**Check your understanding:**
[1] In the forum posts about childhood, what did the writer with a sensitivity to toys' "feelings" do with stuffed animals and action figures?
[2] Write out the part of the forum posts about childhood starting with "I was too busy" and going on through "world in fact.".

**Page excerpt:**
I guess I'm an oddball here. I greeted each day as a new adventure. Some were far more exciting than others. Couldn't wait to see how each day unfolded.
I was too busy playing football (soccer) and cowboys and indians or making bonfires to roast potatoes or catching tadpoles to think! My whole life apart from meal times and bed was spent outside with my brothers and the other kids from the neighbourhood.We were very lucky that we had the countyside as well as the street to play in - a whole world in fact.
BINGO....GLEN Just Gave You Your 5th Green Ball...:2thumbsup:. And I Couldn't Wish It On A Sweeter Young Lady.... Cheers Glen.
I had an unhealthy sensitivity to my toys' "feelings". I would obsessively rotate my stuffed animals and action figures on shelves and various other surfaces in my room, so that no single toy would feel singled out or neglected.

**Dataset content:**
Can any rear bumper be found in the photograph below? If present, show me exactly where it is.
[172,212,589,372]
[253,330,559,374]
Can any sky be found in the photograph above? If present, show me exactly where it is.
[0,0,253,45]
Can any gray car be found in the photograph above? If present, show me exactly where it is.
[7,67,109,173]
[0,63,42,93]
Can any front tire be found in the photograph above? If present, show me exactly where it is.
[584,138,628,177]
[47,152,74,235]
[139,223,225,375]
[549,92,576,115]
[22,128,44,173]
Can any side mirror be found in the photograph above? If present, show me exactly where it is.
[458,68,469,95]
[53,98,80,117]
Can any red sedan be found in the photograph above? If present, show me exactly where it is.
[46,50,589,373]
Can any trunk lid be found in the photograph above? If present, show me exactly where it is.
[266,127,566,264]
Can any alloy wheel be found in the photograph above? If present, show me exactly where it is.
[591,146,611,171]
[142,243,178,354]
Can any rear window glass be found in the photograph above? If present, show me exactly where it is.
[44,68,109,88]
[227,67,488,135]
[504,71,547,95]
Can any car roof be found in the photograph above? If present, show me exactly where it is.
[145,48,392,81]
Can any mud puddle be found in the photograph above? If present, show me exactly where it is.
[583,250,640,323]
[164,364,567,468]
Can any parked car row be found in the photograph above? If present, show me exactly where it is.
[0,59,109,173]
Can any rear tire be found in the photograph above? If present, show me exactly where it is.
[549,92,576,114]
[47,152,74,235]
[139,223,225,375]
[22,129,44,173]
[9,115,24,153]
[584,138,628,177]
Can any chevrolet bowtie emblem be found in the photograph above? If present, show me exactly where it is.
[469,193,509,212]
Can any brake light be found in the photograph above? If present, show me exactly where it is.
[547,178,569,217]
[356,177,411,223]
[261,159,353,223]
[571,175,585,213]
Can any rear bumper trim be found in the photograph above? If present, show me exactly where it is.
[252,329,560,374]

**Answers for each item:**
[1] They obsessively rotated them on shelves and other surfaces in their room so that no single toy would feel singled out or neglected.

[2]
I was too busy playing football (soccer) and cowboys and indians or making bonfires to roast potatoes or catching tadpoles to think! My whole life apart from meal times and bed was spent outside with my brothers and the other kids from the neighbourhood.We were very lucky that we had the countyside as well as the street to play in - a whole world in fact.